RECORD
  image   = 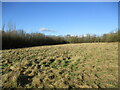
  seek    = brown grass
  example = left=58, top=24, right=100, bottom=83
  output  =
left=1, top=42, right=118, bottom=88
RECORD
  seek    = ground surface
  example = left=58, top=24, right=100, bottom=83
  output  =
left=1, top=43, right=118, bottom=88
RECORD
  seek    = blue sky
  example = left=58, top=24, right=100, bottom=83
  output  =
left=2, top=2, right=118, bottom=36
left=0, top=2, right=2, bottom=30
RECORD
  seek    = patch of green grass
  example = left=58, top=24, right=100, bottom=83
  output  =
left=70, top=64, right=78, bottom=71
left=2, top=64, right=8, bottom=69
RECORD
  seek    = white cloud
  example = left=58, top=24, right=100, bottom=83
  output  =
left=39, top=28, right=56, bottom=32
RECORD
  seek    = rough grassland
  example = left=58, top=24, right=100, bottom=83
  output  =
left=1, top=43, right=118, bottom=88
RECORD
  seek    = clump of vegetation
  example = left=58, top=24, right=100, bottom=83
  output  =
left=1, top=43, right=118, bottom=88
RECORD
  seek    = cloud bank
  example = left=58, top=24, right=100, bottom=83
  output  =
left=39, top=28, right=56, bottom=32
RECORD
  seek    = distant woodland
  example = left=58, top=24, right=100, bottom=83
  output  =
left=1, top=24, right=119, bottom=49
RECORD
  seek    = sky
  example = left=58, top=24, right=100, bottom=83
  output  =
left=0, top=2, right=2, bottom=30
left=2, top=2, right=118, bottom=36
left=2, top=0, right=120, bottom=2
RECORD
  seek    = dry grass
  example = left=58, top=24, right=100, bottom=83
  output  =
left=1, top=42, right=118, bottom=88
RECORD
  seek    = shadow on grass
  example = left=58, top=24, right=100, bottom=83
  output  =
left=17, top=74, right=33, bottom=87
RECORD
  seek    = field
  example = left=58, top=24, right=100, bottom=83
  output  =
left=1, top=43, right=118, bottom=88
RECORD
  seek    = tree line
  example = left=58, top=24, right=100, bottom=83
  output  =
left=0, top=28, right=119, bottom=50
left=65, top=31, right=119, bottom=43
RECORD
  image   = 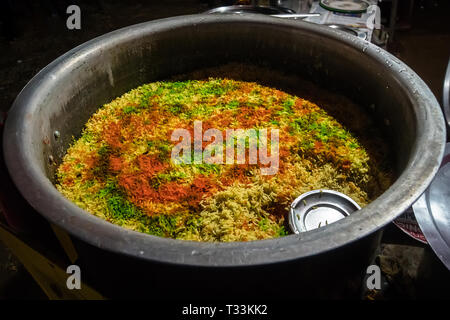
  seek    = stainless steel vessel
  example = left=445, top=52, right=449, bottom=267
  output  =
left=2, top=15, right=446, bottom=298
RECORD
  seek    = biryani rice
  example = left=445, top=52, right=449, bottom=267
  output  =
left=55, top=78, right=393, bottom=242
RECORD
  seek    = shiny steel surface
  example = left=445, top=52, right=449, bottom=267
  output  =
left=413, top=143, right=450, bottom=270
left=325, top=24, right=367, bottom=40
left=205, top=5, right=295, bottom=15
left=270, top=13, right=321, bottom=19
left=204, top=5, right=320, bottom=19
left=443, top=58, right=450, bottom=130
left=319, top=0, right=369, bottom=13
left=289, top=190, right=361, bottom=233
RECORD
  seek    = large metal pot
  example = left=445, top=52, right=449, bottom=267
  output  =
left=2, top=15, right=446, bottom=298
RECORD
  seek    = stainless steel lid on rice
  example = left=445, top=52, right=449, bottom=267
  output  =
left=289, top=189, right=361, bottom=233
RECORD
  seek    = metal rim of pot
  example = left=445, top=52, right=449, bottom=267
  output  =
left=2, top=14, right=446, bottom=267
left=204, top=5, right=296, bottom=15
left=443, top=58, right=450, bottom=130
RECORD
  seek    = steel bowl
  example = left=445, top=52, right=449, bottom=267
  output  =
left=289, top=190, right=362, bottom=233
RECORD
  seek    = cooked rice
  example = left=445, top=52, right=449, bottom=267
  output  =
left=55, top=77, right=393, bottom=242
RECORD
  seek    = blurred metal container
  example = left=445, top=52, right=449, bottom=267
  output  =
left=413, top=143, right=450, bottom=270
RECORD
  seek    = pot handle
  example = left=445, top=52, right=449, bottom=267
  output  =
left=443, top=58, right=450, bottom=132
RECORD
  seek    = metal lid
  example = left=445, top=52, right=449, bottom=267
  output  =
left=413, top=143, right=450, bottom=270
left=319, top=0, right=369, bottom=14
left=289, top=189, right=361, bottom=233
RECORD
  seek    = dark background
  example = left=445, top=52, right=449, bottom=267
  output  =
left=0, top=0, right=449, bottom=299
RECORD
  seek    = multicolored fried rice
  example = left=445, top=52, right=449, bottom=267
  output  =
left=55, top=78, right=393, bottom=242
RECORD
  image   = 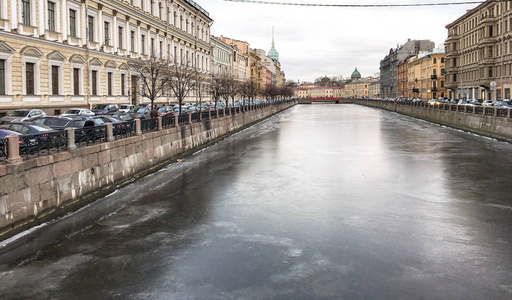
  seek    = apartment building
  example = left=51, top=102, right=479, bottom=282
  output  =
left=445, top=0, right=512, bottom=100
left=407, top=49, right=446, bottom=100
left=0, top=0, right=212, bottom=115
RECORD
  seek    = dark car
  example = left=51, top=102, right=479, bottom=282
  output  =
left=108, top=112, right=133, bottom=121
left=91, top=104, right=119, bottom=115
left=31, top=116, right=86, bottom=130
left=0, top=129, right=39, bottom=155
left=0, top=123, right=56, bottom=135
left=157, top=107, right=174, bottom=117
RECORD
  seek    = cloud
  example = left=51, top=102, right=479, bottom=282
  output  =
left=202, top=0, right=474, bottom=81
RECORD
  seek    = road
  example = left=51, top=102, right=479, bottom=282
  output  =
left=1, top=104, right=512, bottom=299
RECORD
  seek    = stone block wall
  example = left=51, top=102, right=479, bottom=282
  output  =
left=0, top=102, right=295, bottom=239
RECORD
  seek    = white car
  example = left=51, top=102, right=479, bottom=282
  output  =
left=482, top=100, right=493, bottom=107
left=61, top=108, right=95, bottom=116
left=0, top=109, right=46, bottom=123
left=119, top=104, right=135, bottom=113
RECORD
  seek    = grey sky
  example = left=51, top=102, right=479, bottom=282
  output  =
left=201, top=0, right=479, bottom=82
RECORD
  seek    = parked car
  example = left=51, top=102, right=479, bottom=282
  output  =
left=0, top=122, right=56, bottom=135
left=0, top=129, right=37, bottom=154
left=31, top=116, right=87, bottom=130
left=95, top=115, right=126, bottom=124
left=157, top=107, right=174, bottom=117
left=493, top=101, right=512, bottom=108
left=110, top=113, right=133, bottom=121
left=61, top=108, right=95, bottom=116
left=0, top=109, right=46, bottom=123
left=133, top=107, right=151, bottom=119
left=482, top=100, right=493, bottom=107
left=118, top=104, right=135, bottom=113
left=428, top=99, right=440, bottom=105
left=91, top=104, right=119, bottom=115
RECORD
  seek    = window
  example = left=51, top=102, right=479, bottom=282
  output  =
left=88, top=16, right=94, bottom=41
left=489, top=46, right=493, bottom=57
left=433, top=58, right=437, bottom=64
left=151, top=38, right=155, bottom=56
left=489, top=67, right=493, bottom=78
left=121, top=74, right=126, bottom=95
left=22, top=0, right=31, bottom=25
left=441, top=57, right=445, bottom=64
left=91, top=70, right=98, bottom=95
left=108, top=72, right=113, bottom=95
left=159, top=41, right=163, bottom=58
left=48, top=1, right=56, bottom=31
left=141, top=35, right=145, bottom=54
left=25, top=62, right=35, bottom=95
left=73, top=68, right=80, bottom=95
left=118, top=27, right=123, bottom=49
left=453, top=73, right=457, bottom=82
left=130, top=31, right=135, bottom=52
left=0, top=60, right=4, bottom=95
left=51, top=66, right=59, bottom=95
left=104, top=22, right=110, bottom=45
left=159, top=2, right=163, bottom=19
left=69, top=9, right=77, bottom=37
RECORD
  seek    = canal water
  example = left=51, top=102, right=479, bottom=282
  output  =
left=1, top=104, right=512, bottom=299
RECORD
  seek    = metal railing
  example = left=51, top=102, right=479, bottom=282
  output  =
left=178, top=114, right=189, bottom=125
left=191, top=112, right=200, bottom=123
left=466, top=106, right=473, bottom=113
left=161, top=116, right=175, bottom=129
left=475, top=106, right=483, bottom=114
left=497, top=108, right=508, bottom=117
left=218, top=109, right=225, bottom=118
left=113, top=121, right=136, bottom=140
left=0, top=138, right=6, bottom=161
left=141, top=118, right=158, bottom=133
left=0, top=100, right=298, bottom=163
left=485, top=107, right=494, bottom=116
left=75, top=126, right=107, bottom=148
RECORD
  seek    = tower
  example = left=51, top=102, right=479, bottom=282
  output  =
left=268, top=27, right=280, bottom=62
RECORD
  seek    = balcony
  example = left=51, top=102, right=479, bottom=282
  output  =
left=431, top=75, right=438, bottom=80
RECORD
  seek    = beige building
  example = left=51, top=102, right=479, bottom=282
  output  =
left=0, top=0, right=212, bottom=115
left=407, top=49, right=446, bottom=100
left=343, top=78, right=379, bottom=98
left=220, top=36, right=250, bottom=82
left=445, top=0, right=512, bottom=100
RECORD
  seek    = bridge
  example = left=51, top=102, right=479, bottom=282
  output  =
left=297, top=97, right=355, bottom=104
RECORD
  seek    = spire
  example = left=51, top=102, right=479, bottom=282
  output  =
left=268, top=27, right=280, bottom=62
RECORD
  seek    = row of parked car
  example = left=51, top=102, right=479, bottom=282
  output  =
left=372, top=97, right=512, bottom=108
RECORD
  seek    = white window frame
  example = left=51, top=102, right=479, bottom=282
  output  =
left=70, top=57, right=85, bottom=97
left=22, top=51, right=42, bottom=97
left=48, top=53, right=65, bottom=96
left=89, top=62, right=102, bottom=97
left=106, top=66, right=115, bottom=97
left=117, top=21, right=126, bottom=50
left=129, top=25, right=137, bottom=53
left=19, top=0, right=37, bottom=27
left=0, top=44, right=14, bottom=96
left=103, top=14, right=113, bottom=46
left=87, top=10, right=98, bottom=43
left=46, top=0, right=60, bottom=33
left=68, top=1, right=81, bottom=38
left=120, top=68, right=128, bottom=97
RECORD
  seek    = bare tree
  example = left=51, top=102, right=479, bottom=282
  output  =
left=210, top=73, right=225, bottom=109
left=221, top=74, right=239, bottom=108
left=167, top=58, right=196, bottom=115
left=195, top=71, right=209, bottom=112
left=241, top=80, right=259, bottom=105
left=128, top=54, right=169, bottom=110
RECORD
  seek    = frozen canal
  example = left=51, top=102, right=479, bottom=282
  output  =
left=1, top=104, right=512, bottom=299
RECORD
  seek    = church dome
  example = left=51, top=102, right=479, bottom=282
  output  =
left=351, top=67, right=361, bottom=80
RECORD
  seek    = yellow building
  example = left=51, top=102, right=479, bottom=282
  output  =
left=407, top=49, right=446, bottom=100
left=0, top=0, right=212, bottom=115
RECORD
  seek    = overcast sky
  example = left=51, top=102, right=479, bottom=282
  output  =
left=199, top=0, right=480, bottom=83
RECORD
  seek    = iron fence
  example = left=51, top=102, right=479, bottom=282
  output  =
left=450, top=105, right=457, bottom=111
left=19, top=130, right=67, bottom=159
left=141, top=118, right=158, bottom=133
left=218, top=109, right=225, bottom=118
left=201, top=111, right=210, bottom=119
left=497, top=108, right=508, bottom=117
left=161, top=116, right=175, bottom=129
left=466, top=106, right=473, bottom=113
left=113, top=121, right=136, bottom=140
left=211, top=110, right=218, bottom=119
left=475, top=106, right=483, bottom=114
left=485, top=107, right=495, bottom=116
left=178, top=114, right=189, bottom=125
left=191, top=112, right=200, bottom=123
left=75, top=126, right=107, bottom=148
left=0, top=138, right=5, bottom=160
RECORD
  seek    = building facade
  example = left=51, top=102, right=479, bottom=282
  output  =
left=380, top=39, right=435, bottom=98
left=0, top=0, right=212, bottom=115
left=445, top=0, right=512, bottom=100
left=211, top=36, right=233, bottom=76
left=407, top=49, right=447, bottom=100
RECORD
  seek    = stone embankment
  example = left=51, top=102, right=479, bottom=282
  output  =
left=351, top=99, right=512, bottom=143
left=0, top=101, right=296, bottom=240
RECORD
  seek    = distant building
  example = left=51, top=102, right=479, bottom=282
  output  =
left=380, top=39, right=435, bottom=98
left=351, top=68, right=362, bottom=80
left=407, top=48, right=446, bottom=100
left=211, top=36, right=234, bottom=76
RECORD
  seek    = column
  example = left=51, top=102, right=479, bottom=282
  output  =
left=38, top=0, right=45, bottom=35
left=81, top=2, right=87, bottom=46
left=6, top=135, right=22, bottom=164
left=62, top=0, right=68, bottom=41
left=11, top=0, right=18, bottom=31
left=113, top=14, right=118, bottom=52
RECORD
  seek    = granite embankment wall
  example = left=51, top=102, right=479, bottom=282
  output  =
left=0, top=102, right=295, bottom=239
left=351, top=99, right=512, bottom=143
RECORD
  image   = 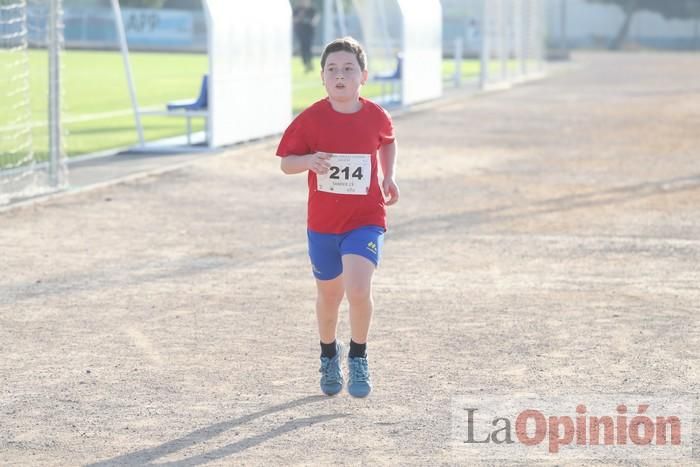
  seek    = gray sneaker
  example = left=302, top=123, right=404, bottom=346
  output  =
left=319, top=342, right=344, bottom=396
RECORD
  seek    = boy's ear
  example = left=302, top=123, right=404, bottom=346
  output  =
left=361, top=69, right=368, bottom=84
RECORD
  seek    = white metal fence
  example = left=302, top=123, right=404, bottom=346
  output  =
left=478, top=0, right=547, bottom=89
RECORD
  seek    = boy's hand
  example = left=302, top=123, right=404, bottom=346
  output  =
left=382, top=177, right=400, bottom=206
left=307, top=152, right=332, bottom=175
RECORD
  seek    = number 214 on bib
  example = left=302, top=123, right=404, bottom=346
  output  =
left=316, top=153, right=371, bottom=195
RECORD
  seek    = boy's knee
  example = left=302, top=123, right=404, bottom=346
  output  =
left=318, top=288, right=344, bottom=306
left=345, top=283, right=371, bottom=304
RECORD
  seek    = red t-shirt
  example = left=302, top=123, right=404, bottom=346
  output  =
left=276, top=97, right=395, bottom=234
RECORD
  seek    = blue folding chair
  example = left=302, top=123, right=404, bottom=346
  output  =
left=161, top=74, right=209, bottom=144
left=167, top=74, right=208, bottom=111
left=373, top=55, right=402, bottom=102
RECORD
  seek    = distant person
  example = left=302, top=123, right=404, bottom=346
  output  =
left=293, top=0, right=318, bottom=72
left=276, top=37, right=400, bottom=398
left=466, top=18, right=480, bottom=53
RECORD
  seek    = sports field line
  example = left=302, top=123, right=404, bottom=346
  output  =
left=1, top=79, right=321, bottom=132
left=0, top=106, right=164, bottom=132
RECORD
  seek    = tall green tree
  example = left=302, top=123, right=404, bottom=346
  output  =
left=587, top=0, right=700, bottom=49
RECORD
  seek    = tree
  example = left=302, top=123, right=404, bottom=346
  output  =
left=587, top=0, right=700, bottom=50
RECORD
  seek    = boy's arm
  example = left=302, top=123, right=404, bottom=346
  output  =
left=379, top=141, right=400, bottom=206
left=280, top=152, right=331, bottom=175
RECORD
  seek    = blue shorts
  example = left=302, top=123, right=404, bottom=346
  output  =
left=307, top=225, right=385, bottom=280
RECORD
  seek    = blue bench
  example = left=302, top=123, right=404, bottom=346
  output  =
left=167, top=74, right=208, bottom=112
left=373, top=55, right=402, bottom=102
left=141, top=74, right=209, bottom=145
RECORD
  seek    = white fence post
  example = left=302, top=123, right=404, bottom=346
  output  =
left=453, top=37, right=463, bottom=87
left=48, top=0, right=63, bottom=187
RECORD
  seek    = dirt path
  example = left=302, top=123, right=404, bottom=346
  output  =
left=1, top=52, right=698, bottom=466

(Exercise goal): Which lines above carry the string "stone"? Copy those lines.

(Output for this task):
  seek    = stone block wall
  seek    = stone embankment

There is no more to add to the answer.